> [GIVEN PROBLEM]: Reproduce verbatim the lines of the listing below, starting with the line that contains "the red tile" and ending with the final line of the listing.
___ MATERIAL ___
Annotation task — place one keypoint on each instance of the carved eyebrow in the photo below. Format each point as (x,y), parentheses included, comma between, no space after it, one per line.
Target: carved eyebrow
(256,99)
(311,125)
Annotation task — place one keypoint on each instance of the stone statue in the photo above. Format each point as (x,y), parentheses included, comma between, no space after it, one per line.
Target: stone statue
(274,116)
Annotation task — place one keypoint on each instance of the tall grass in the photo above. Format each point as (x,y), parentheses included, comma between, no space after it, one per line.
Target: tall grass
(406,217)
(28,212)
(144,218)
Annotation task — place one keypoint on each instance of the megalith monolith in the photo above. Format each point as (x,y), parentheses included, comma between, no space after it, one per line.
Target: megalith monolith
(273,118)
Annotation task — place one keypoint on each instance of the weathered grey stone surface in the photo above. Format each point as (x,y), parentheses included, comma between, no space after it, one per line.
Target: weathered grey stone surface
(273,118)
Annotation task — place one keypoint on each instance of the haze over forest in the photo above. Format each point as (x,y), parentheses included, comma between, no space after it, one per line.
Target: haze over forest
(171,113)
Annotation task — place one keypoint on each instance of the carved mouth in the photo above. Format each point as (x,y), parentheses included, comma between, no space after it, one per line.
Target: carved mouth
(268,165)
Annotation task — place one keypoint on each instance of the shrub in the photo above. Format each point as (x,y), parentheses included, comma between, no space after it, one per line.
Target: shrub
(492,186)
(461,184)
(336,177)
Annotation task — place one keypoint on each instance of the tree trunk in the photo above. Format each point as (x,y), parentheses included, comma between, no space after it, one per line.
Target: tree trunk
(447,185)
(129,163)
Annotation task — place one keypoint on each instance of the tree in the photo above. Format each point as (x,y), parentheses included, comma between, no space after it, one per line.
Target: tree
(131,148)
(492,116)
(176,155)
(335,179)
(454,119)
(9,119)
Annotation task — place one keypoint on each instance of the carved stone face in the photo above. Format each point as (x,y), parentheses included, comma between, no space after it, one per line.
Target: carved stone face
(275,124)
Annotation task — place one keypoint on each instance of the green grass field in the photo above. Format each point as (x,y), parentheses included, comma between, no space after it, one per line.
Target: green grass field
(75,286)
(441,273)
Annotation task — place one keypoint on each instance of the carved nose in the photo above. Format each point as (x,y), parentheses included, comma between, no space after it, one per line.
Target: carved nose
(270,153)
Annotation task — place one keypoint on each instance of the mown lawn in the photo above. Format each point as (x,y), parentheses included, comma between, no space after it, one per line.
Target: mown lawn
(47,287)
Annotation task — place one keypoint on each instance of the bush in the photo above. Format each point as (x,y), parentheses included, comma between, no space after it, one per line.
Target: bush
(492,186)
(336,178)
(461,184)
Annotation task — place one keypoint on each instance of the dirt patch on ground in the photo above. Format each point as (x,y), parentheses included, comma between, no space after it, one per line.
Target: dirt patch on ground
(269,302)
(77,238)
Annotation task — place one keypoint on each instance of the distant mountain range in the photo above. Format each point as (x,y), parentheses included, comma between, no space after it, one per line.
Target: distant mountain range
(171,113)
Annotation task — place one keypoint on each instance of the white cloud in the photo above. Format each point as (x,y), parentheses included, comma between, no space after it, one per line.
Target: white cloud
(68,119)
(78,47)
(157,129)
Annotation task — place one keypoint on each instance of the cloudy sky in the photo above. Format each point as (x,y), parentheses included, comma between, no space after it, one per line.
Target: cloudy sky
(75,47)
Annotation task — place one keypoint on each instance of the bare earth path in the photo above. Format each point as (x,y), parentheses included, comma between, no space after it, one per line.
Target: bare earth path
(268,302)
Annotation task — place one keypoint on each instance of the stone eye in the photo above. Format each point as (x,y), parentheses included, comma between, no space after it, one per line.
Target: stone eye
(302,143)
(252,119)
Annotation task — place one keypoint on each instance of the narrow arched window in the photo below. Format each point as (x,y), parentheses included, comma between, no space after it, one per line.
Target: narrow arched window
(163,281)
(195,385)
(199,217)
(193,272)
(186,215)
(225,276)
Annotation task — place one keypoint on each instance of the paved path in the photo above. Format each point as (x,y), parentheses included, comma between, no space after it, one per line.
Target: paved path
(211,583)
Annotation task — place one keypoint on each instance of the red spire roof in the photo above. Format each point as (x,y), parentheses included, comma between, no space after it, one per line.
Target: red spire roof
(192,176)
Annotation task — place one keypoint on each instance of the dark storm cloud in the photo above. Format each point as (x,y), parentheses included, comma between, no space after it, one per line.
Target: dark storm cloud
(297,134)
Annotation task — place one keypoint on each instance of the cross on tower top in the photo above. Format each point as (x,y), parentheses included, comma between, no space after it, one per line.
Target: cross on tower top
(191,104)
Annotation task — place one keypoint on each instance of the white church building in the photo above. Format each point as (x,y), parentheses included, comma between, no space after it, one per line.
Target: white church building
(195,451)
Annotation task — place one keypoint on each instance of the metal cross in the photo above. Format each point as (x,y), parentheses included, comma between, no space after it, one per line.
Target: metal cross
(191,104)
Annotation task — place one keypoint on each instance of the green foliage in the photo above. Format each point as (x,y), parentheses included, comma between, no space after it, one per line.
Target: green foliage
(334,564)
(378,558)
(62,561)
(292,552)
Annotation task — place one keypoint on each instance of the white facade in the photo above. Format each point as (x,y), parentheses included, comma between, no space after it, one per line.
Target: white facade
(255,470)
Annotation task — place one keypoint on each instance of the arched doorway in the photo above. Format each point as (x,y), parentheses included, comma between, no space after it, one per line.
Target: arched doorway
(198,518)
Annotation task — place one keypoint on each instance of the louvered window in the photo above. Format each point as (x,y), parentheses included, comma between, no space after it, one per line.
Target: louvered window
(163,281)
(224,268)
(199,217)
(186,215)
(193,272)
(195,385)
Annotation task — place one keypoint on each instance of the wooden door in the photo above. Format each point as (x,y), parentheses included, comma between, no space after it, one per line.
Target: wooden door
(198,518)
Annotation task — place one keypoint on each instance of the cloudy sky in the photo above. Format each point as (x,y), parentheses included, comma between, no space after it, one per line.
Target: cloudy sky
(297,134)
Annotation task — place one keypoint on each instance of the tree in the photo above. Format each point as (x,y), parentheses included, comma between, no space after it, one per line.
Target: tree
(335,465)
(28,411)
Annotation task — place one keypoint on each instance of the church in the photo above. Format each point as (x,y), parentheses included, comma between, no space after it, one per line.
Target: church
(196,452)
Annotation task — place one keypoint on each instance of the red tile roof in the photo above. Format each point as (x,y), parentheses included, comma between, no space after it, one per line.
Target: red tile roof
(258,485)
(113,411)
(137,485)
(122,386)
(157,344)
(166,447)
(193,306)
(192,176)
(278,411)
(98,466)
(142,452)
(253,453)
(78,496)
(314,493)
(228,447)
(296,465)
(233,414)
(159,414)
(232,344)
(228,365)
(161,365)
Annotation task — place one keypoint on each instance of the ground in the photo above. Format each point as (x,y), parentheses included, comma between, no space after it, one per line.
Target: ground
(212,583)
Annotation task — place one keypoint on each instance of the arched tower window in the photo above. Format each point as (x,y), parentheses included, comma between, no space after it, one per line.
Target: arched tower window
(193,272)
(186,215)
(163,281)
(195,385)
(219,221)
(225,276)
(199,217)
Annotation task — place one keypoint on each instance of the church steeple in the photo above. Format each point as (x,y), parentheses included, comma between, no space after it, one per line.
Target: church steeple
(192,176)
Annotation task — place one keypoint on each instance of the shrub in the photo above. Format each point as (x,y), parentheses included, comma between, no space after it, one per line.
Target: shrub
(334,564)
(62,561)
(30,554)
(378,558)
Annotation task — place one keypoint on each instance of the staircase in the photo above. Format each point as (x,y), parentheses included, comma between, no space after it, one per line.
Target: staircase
___
> [WRITTEN SOLUTION]:
Annotation task — place one keypoint on each instance of the red tile roof in the photo above. Format each point as (x,y), parentheses included, comma between, no space after it, one per line.
Target: red tile roof
(258,485)
(113,411)
(137,485)
(122,386)
(157,344)
(166,447)
(193,306)
(192,176)
(278,411)
(98,466)
(142,452)
(253,453)
(78,496)
(314,493)
(228,447)
(296,465)
(233,414)
(159,414)
(232,344)
(228,365)
(161,365)
Annotation task — place one keypoint on each instance of the ground in the photo above. Format each point as (x,y), parentheses included, comma between, no space after it, one per line.
Target: ground
(212,583)
Annotation task — place one keypoint on each instance of the arched tower window in the photo above. Format each point as (x,y), parentheses included, comma between, no space after it, one per line.
Target: arched tower window
(193,272)
(186,215)
(163,281)
(195,385)
(219,221)
(225,276)
(199,217)
Annotation task — place one keypoint on each instance of the church steeple in the photo above. Format each point as (x,y), parentheses included, comma between, no space after it, one per line.
Target: church steeple
(192,176)
Annotation task — place one keypoint on each instance of the shrub in the photo above. Format each point as (x,y), parentheses included, comma between, no space after it, one per line.
Target: shrub
(334,564)
(62,561)
(30,554)
(378,558)
Annotation task — place one keypoint on each instance of the staircase in the photo above. Format each point as (x,y), parentheses included, comma between, no space after it, one per line.
Target: staircase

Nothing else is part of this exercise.